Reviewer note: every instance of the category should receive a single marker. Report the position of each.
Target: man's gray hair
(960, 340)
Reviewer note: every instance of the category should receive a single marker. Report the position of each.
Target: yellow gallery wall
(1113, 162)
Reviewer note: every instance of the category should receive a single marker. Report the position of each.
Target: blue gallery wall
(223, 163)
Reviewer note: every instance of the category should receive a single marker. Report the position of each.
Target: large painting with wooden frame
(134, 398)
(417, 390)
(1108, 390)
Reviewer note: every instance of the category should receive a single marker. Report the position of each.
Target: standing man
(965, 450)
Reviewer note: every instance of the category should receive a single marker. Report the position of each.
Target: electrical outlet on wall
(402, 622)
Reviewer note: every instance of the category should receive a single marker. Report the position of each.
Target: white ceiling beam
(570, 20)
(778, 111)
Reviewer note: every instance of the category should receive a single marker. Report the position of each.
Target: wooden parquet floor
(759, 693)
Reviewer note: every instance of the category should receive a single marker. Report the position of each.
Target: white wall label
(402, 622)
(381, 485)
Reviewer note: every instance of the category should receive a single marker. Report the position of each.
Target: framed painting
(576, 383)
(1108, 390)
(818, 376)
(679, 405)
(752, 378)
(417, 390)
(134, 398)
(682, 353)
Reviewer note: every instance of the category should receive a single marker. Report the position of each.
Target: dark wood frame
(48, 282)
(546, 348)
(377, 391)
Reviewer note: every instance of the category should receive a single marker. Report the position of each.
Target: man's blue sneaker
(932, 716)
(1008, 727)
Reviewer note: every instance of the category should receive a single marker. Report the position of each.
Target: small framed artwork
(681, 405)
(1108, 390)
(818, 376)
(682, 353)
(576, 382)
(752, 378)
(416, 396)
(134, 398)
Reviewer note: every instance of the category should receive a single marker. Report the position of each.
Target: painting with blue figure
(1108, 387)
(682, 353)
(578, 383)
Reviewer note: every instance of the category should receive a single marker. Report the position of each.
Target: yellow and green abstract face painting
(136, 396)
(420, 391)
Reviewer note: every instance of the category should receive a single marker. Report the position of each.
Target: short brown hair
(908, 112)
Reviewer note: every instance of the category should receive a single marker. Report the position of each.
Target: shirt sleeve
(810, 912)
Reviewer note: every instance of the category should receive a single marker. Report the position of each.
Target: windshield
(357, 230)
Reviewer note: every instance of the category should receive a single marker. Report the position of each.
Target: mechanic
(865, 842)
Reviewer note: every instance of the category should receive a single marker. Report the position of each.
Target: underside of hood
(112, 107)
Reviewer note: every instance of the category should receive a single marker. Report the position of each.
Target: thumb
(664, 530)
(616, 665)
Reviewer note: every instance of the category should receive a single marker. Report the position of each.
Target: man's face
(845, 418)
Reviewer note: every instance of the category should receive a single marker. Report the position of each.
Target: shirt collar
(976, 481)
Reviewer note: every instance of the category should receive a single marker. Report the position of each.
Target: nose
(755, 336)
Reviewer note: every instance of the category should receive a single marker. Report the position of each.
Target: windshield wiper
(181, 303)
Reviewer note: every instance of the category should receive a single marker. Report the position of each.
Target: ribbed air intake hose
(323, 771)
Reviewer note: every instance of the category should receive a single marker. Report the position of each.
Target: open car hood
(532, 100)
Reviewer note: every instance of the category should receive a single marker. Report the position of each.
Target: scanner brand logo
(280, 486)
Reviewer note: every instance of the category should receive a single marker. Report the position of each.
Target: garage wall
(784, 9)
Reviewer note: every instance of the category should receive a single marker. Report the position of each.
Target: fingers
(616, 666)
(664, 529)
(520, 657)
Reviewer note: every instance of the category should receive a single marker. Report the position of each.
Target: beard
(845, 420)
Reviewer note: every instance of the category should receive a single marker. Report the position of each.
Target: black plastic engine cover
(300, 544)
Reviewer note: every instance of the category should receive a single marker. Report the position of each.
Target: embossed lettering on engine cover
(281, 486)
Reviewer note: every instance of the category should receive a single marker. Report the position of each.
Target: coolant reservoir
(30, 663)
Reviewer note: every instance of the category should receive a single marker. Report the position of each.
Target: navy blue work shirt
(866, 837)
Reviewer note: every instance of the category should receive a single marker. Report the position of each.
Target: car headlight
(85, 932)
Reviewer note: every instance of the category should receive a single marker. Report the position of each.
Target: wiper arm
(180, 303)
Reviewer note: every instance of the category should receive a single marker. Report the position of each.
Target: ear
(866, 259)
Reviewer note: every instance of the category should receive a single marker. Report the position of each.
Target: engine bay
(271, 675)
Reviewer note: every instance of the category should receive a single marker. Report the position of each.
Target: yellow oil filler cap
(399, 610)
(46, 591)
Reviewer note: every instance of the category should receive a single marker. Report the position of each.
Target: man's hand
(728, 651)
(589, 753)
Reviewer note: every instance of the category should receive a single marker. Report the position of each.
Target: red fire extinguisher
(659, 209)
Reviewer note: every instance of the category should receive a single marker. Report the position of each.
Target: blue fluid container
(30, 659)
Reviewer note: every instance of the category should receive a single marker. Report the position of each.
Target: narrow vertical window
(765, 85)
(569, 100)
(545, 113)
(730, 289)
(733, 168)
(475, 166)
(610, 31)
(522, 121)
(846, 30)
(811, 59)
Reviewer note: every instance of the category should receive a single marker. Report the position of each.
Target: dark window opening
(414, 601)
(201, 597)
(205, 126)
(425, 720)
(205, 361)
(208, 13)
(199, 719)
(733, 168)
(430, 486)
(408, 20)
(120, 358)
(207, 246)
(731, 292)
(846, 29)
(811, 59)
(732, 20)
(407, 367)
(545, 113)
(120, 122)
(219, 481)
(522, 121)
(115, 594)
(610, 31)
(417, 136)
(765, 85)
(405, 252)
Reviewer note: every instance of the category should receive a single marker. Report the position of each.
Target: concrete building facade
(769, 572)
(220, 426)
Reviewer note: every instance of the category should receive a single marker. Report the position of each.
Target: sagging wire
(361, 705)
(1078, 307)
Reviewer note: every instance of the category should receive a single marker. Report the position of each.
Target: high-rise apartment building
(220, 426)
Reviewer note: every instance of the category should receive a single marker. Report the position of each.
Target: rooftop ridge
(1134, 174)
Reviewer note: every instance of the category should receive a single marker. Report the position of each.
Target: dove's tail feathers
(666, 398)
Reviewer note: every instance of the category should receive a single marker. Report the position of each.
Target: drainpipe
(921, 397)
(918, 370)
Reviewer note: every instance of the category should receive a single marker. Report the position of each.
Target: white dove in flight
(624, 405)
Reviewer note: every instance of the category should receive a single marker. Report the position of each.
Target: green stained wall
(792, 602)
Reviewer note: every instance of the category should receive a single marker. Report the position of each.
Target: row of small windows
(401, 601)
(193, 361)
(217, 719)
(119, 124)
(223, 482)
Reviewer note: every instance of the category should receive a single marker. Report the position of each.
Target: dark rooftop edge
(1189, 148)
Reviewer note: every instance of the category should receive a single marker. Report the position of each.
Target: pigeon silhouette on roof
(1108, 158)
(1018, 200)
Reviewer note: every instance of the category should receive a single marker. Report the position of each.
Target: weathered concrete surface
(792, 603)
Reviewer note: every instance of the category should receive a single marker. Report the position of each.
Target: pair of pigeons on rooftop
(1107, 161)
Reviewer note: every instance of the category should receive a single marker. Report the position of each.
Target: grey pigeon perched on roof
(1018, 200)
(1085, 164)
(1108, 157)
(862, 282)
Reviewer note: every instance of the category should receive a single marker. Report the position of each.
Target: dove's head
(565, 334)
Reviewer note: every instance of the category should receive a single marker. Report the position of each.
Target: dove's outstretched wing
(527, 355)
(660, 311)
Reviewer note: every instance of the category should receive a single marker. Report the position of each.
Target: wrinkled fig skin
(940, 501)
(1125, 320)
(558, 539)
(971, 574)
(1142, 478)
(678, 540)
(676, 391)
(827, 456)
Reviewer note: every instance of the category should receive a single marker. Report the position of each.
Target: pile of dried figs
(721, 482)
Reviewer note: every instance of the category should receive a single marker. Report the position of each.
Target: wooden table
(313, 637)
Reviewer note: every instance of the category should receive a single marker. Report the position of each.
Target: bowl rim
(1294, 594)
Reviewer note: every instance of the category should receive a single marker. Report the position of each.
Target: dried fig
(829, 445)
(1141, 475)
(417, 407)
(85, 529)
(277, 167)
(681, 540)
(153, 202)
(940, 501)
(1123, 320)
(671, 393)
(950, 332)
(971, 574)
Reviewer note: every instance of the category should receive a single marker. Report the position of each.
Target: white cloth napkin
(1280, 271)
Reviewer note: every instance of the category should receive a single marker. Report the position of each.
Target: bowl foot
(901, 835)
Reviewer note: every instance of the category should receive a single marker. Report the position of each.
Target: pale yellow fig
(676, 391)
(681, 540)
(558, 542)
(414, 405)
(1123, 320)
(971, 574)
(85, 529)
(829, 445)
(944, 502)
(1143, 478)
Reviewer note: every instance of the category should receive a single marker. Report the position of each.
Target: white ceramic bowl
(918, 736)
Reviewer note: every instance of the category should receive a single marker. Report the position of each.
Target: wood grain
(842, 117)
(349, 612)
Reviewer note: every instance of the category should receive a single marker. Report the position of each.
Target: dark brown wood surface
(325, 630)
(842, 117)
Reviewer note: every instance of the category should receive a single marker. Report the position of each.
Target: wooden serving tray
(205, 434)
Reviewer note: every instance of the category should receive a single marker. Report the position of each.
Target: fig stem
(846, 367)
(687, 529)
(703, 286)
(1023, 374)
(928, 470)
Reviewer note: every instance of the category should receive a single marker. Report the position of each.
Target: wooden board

□ □ □ □

▶ **DIRECTIONS FOR THIS TASK**
Copy out, word for word, the material above, from its very beginning through the line containing "(1008, 727)", with that line included.

▶ **RESPONSE FOR THIS EXERCISE**
Reviewer note: every instance of the category should receive a single marker. Report the position of each.
Target: man's gray hair
(960, 340)
Reviewer note: every instance of the category should receive a single marker. Report the position of each.
Target: yellow gallery wall
(1113, 162)
Reviewer note: every instance of the category should receive a single marker. Report the position of each.
Target: blue gallery wall
(223, 163)
Reviewer note: every instance of the category should receive a single marker. Report the position of each.
Target: large painting with wooden frame
(134, 398)
(417, 390)
(1108, 390)
Reviewer note: every instance of the category should receive a single marker. Report the position of each.
Target: standing man
(965, 450)
Reviewer note: every instance of the category should receive a single marker. Report the position of each.
Target: electrical outlet on wall
(402, 622)
Reviewer note: every instance of the category should receive a single marker. Report the position of each.
Target: white ceiling beam
(570, 20)
(778, 111)
Reviewer note: every instance of the category should receive a single marker. Report the position of each.
Target: wooden parquet floor
(759, 693)
Reviewer note: every instance of the category should receive a single marker. Report the position of each.
Target: white wall label
(402, 622)
(381, 485)
Reviewer note: every instance of the category should receive a single marker. Report the position of each.
Target: framed painting
(576, 383)
(1108, 390)
(818, 376)
(679, 405)
(752, 378)
(417, 390)
(134, 398)
(682, 353)
Reviewer note: every instance of the category should receive a single marker. Report the position of each.
Target: dark wood frame
(48, 282)
(546, 348)
(377, 391)
Reviewer note: every instance of the category should receive a single marker. Report the position of each.
Target: man's blue sneaker
(932, 716)
(1008, 727)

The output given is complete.